Request:
Please count the lines in the data below that contain the string "tree", matching case exactly, and reply with only that number.

Exercise material:
------------------------------------------------------------

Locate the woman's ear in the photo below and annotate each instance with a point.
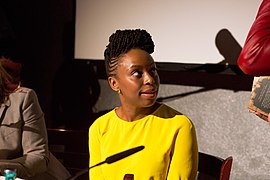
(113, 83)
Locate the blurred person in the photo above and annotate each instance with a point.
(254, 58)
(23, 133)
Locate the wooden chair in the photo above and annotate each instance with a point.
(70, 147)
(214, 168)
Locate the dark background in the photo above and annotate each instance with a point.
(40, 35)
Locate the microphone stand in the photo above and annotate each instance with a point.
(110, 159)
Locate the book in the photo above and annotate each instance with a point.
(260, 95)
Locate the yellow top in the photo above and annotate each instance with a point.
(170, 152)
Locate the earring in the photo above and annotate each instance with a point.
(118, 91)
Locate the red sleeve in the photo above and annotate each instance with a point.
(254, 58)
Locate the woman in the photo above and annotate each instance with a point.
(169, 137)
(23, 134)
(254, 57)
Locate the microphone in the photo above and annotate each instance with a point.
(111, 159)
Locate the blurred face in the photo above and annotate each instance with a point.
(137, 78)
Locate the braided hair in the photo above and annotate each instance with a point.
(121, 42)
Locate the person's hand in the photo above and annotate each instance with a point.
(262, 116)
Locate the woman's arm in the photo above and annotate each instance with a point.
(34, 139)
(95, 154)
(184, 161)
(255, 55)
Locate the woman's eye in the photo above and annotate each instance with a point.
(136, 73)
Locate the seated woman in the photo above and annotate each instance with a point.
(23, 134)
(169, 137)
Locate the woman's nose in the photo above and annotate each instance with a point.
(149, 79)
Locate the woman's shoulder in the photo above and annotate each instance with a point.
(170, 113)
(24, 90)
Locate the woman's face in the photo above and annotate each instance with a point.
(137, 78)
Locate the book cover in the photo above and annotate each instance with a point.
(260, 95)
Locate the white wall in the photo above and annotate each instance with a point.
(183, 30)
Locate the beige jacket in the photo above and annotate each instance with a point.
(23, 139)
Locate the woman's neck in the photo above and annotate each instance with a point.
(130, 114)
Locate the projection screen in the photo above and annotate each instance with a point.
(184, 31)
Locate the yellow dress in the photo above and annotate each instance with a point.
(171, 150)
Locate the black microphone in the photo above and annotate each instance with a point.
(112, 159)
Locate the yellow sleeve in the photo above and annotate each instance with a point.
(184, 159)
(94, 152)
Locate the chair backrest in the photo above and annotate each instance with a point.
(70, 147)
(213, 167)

------------------------------------------------------------

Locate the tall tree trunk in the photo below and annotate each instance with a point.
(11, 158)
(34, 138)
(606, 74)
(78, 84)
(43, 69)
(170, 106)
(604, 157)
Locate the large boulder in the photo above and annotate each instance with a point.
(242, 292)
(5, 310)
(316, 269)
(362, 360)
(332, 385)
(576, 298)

------------------------------------------------------------

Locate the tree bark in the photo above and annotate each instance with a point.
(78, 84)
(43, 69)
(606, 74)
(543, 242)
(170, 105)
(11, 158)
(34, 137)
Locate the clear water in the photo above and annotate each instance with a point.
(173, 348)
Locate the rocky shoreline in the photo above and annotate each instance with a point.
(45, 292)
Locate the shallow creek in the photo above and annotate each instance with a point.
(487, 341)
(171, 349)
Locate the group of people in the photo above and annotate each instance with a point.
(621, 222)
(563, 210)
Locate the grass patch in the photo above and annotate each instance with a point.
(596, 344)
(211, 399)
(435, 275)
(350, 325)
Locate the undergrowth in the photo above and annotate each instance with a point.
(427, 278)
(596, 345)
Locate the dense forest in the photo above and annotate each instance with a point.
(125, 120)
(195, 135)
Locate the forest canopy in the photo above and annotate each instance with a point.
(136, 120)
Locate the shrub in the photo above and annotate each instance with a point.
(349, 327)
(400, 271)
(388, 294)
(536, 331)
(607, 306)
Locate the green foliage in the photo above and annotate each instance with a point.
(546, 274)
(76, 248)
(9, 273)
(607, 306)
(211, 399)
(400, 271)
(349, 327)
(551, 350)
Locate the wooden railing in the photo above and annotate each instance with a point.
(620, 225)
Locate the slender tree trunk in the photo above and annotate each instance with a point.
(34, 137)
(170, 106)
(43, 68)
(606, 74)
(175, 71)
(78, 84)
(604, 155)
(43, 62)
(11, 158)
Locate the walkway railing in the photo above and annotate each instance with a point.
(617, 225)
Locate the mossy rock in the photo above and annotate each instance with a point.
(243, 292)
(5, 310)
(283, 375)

------------------------------------------------------------

Exercise solution:
3